▶ INFORMATION SHOWN
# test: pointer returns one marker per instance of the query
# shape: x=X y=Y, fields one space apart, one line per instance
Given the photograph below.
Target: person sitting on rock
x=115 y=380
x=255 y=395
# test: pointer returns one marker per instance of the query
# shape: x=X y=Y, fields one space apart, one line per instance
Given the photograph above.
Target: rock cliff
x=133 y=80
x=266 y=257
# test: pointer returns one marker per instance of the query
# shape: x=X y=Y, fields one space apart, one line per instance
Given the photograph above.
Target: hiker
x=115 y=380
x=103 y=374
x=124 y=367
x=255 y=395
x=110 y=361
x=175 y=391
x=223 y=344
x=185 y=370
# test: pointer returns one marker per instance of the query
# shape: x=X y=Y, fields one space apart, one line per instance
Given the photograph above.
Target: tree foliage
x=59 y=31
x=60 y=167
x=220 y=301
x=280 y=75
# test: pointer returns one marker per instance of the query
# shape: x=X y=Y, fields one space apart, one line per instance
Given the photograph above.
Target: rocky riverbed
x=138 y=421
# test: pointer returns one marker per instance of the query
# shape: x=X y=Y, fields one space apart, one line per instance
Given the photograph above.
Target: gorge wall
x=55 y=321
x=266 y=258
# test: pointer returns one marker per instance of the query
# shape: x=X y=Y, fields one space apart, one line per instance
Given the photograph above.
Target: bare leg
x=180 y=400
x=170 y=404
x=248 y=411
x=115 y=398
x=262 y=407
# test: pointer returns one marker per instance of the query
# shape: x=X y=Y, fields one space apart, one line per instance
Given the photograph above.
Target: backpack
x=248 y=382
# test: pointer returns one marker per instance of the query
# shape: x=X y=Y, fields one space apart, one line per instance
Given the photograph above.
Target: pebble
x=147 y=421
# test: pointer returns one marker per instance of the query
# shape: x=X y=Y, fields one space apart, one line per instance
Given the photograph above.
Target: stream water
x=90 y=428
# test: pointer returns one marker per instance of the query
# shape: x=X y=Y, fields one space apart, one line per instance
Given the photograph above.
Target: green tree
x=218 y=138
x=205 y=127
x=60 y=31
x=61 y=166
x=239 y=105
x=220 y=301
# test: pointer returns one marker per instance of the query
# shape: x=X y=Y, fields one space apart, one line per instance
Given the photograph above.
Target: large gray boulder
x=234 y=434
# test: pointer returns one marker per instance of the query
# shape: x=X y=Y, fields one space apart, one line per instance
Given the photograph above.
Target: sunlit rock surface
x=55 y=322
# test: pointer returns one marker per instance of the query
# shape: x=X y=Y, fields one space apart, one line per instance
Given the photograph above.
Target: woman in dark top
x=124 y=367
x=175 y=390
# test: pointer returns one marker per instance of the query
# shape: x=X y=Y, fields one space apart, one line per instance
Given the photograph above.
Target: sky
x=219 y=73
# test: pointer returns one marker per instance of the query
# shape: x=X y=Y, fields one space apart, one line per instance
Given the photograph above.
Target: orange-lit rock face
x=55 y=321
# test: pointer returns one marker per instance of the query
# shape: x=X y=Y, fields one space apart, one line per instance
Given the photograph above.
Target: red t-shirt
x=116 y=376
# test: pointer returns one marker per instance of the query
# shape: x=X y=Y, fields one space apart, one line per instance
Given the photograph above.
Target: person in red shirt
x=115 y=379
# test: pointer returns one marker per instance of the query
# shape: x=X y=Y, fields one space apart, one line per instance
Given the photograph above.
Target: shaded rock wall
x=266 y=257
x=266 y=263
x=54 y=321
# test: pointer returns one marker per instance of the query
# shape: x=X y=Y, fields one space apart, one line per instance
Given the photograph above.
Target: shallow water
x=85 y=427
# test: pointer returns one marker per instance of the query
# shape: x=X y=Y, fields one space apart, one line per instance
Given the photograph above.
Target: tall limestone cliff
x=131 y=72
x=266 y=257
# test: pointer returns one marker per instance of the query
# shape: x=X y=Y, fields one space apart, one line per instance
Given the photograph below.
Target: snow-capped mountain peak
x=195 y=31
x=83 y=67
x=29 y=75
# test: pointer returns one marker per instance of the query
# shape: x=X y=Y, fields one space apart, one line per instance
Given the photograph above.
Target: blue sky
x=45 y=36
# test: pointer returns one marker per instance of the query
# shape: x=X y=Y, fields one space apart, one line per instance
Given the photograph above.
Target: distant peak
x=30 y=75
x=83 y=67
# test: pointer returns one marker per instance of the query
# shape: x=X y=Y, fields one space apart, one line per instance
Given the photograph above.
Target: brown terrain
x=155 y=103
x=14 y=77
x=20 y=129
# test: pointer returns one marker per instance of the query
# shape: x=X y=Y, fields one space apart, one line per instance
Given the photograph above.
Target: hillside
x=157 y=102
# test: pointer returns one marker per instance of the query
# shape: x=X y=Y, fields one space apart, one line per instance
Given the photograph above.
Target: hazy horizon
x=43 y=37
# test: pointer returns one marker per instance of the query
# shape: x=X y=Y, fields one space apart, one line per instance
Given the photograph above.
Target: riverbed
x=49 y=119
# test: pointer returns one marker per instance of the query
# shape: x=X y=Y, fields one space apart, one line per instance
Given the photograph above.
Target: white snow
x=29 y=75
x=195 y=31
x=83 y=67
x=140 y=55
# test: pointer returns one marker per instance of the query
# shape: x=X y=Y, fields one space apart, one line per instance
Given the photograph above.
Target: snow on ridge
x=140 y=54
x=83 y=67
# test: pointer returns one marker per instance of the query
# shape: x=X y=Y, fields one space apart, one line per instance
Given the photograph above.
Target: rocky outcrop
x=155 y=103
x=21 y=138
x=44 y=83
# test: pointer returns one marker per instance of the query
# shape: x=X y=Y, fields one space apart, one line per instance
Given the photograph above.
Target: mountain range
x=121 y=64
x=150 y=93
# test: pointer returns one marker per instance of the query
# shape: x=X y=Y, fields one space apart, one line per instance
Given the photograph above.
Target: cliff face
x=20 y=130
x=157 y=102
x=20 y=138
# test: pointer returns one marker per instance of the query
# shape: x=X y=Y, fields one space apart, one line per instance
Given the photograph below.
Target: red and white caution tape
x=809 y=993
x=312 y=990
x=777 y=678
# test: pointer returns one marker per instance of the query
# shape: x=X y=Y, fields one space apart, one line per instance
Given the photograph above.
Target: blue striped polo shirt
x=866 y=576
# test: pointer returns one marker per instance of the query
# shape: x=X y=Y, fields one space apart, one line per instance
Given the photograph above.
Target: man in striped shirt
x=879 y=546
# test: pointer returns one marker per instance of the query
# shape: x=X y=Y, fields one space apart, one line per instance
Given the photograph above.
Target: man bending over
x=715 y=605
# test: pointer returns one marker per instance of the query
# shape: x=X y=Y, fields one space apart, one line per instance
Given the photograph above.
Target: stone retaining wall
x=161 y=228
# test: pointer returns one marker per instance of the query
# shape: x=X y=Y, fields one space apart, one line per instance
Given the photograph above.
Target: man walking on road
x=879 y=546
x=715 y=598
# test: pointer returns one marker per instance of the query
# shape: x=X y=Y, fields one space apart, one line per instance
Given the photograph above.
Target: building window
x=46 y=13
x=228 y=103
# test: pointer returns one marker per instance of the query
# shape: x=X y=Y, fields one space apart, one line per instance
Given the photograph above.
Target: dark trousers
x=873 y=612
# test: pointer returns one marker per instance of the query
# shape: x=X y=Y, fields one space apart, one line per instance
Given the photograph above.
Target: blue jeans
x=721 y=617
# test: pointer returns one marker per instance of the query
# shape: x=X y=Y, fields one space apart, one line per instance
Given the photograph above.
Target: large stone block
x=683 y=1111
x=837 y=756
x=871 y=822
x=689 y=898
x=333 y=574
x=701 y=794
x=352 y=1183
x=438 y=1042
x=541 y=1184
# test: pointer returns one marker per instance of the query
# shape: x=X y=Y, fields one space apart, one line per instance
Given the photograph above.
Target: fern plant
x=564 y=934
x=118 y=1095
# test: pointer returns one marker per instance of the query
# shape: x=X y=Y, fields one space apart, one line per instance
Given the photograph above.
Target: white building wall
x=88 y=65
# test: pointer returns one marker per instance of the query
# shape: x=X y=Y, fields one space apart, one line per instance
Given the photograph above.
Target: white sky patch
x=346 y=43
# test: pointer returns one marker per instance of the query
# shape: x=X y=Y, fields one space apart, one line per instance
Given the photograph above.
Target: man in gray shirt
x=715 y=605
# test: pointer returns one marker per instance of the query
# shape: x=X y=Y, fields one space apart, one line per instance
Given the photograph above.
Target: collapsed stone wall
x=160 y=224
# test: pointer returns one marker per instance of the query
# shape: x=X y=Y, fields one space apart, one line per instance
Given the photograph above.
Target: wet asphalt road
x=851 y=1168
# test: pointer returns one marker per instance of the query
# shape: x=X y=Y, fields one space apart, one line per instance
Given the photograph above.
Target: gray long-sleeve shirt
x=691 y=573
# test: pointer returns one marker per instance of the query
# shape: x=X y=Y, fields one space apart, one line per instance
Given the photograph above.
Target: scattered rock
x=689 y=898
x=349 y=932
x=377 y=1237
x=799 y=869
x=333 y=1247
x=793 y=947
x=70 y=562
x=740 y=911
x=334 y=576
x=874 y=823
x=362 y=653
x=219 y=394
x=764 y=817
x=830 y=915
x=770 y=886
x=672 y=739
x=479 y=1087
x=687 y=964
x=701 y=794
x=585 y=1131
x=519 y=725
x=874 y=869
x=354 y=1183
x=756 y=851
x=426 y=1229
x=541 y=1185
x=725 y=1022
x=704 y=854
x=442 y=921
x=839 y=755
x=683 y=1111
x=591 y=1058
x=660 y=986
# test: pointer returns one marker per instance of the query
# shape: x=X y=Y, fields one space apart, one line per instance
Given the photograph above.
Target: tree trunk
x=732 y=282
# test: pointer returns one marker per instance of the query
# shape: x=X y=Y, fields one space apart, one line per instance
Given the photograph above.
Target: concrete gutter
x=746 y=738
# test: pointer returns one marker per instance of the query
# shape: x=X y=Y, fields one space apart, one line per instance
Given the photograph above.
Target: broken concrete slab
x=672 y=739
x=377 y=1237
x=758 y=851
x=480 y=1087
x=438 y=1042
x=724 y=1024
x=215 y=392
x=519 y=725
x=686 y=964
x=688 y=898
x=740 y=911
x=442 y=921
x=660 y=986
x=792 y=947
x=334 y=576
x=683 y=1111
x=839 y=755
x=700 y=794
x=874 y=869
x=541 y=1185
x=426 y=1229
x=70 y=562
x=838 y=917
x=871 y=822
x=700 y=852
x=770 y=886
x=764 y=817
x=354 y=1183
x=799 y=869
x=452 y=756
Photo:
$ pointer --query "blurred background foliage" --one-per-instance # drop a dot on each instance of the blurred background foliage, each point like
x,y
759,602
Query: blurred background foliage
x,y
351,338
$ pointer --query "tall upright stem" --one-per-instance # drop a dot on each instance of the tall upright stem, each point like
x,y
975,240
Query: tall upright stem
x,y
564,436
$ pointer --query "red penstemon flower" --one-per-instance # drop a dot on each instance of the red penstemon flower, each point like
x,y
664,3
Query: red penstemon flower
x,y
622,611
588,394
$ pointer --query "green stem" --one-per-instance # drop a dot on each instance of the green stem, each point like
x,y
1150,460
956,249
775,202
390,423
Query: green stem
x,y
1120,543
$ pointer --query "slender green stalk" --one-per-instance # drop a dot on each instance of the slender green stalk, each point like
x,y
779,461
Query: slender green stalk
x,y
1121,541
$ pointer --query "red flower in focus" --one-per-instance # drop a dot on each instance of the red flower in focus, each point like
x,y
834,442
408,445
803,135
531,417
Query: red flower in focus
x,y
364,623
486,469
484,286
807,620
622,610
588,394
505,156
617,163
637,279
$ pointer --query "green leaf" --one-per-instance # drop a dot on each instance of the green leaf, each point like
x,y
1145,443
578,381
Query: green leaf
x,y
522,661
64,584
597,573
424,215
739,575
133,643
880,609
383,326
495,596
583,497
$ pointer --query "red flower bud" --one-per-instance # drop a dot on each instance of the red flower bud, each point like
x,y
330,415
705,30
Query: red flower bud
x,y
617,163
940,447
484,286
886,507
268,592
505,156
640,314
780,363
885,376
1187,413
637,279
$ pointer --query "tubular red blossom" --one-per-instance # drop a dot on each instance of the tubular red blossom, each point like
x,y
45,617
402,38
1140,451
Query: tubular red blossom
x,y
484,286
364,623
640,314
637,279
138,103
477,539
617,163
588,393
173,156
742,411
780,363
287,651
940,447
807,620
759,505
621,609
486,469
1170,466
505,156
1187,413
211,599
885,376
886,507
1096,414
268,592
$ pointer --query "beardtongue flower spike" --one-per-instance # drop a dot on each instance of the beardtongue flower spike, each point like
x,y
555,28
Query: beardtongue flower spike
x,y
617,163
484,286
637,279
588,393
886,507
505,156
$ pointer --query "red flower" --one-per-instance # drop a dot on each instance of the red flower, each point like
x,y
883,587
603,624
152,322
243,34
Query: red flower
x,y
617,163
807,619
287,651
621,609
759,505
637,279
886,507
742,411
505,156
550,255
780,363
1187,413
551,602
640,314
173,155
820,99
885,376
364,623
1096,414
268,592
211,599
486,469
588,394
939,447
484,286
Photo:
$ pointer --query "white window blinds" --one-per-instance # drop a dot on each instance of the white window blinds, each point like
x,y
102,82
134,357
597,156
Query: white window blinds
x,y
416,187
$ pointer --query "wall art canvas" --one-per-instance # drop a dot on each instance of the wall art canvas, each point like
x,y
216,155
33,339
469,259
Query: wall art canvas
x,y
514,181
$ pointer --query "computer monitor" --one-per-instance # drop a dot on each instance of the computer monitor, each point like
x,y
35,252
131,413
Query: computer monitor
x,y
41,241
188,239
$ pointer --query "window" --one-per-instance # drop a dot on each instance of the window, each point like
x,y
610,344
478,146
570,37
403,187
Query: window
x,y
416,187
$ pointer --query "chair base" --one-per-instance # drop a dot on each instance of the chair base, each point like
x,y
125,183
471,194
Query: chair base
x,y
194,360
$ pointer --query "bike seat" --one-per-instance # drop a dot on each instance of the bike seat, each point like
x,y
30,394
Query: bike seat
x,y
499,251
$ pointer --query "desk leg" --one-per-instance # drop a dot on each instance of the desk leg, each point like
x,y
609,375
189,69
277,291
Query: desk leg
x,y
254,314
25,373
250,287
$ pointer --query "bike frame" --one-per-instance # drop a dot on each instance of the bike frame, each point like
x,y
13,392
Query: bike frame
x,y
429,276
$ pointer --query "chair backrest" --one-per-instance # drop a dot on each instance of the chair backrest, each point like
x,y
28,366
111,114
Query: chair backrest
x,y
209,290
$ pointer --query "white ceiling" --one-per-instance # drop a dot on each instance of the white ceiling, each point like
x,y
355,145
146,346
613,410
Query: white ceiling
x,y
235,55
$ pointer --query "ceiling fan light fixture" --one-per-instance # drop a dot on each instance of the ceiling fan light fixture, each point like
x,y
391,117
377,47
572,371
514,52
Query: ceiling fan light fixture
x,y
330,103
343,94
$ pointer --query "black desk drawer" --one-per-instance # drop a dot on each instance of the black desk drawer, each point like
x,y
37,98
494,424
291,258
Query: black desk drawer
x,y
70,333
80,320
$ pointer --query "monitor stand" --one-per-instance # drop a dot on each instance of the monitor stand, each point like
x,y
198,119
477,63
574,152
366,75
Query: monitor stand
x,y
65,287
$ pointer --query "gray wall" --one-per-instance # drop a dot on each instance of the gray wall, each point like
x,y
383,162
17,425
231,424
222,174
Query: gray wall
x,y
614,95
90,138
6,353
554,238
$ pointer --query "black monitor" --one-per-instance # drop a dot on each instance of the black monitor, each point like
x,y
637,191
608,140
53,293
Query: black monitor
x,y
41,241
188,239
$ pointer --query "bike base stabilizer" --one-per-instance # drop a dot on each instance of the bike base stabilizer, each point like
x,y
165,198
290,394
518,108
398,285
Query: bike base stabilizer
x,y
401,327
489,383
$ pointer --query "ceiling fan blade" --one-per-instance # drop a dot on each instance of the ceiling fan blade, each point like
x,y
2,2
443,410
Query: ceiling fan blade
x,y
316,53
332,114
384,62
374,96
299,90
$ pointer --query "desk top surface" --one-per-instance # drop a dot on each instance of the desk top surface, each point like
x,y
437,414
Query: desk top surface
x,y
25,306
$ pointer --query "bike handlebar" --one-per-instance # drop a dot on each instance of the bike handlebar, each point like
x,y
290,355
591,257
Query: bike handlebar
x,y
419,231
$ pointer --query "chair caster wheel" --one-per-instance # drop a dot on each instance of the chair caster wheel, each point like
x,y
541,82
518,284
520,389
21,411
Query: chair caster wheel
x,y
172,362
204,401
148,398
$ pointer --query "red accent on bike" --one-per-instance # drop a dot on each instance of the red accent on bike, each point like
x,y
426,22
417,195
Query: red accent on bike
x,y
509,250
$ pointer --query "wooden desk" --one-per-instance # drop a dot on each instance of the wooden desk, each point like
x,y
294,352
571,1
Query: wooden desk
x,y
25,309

▶ STATED TASK
Set down nothing but the lines from the one with "drawer, each point like" through the end of the records, keeping each line exactly as written and including both ends.

▶ OUTPUT BELOW
$ pointer --query "black desk drawer" --one-per-instance # drop a dot on each instance of the black desk drawer, each point like
x,y
37,98
494,424
291,258
Query: black desk drawer
x,y
70,333
80,320
$ pointer --query "monitor stand" --one-per-instance # drop a dot on each instance of the monitor stand, each point like
x,y
198,119
477,63
574,152
366,75
Query: monitor stand
x,y
65,287
$ pointer --query "gray wall" --one-per-instance # drop a dot on each instance of the gray wall, each point like
x,y
383,162
17,425
231,424
222,174
Query: gray wall
x,y
614,95
90,138
6,353
554,238
$ pointer --query "black monitor" --one-per-instance # drop a dot on each instance of the black monitor, each point like
x,y
637,191
608,140
53,293
Query: black monitor
x,y
41,241
188,239
$ pointer --query "bike base stabilizer" --one-per-instance # drop a dot on each instance of the bike base stabilizer, each point like
x,y
165,198
290,394
518,108
398,285
Query: bike base stabilizer
x,y
401,327
489,383
$ pointer --query "ceiling fan blade" --one-per-instance # drop a dot on each instance of the ceiling fan blade, each point like
x,y
2,2
443,410
Query: ceiling fan blade
x,y
316,53
332,114
384,62
374,96
299,90
$ pointer --query "desk top surface" --one-per-instance # drop a dot on each instance of the desk top surface, each point like
x,y
437,414
Query: desk top surface
x,y
25,306
$ pointer --query "bike handlebar" --one-per-instance # drop a dot on each instance of the bike handlebar, each point like
x,y
290,355
591,257
Query: bike handlebar
x,y
419,231
$ pointer --query "chair caster wheel" --one-per-instance # drop a dot on each instance of the chair caster wheel, each point like
x,y
541,82
518,284
520,389
21,411
Query: chair caster wheel
x,y
172,362
204,401
148,398
$ pointer --query "red accent on bike" --one-per-instance # drop a dot on each instance of the red accent on bike, each point like
x,y
426,22
417,195
Query: red accent on bike
x,y
509,250
$ pointer --query "wooden desk" --one-per-instance # drop a dot on each instance of the wooden desk, each point like
x,y
294,352
571,1
Query: wooden desk
x,y
25,309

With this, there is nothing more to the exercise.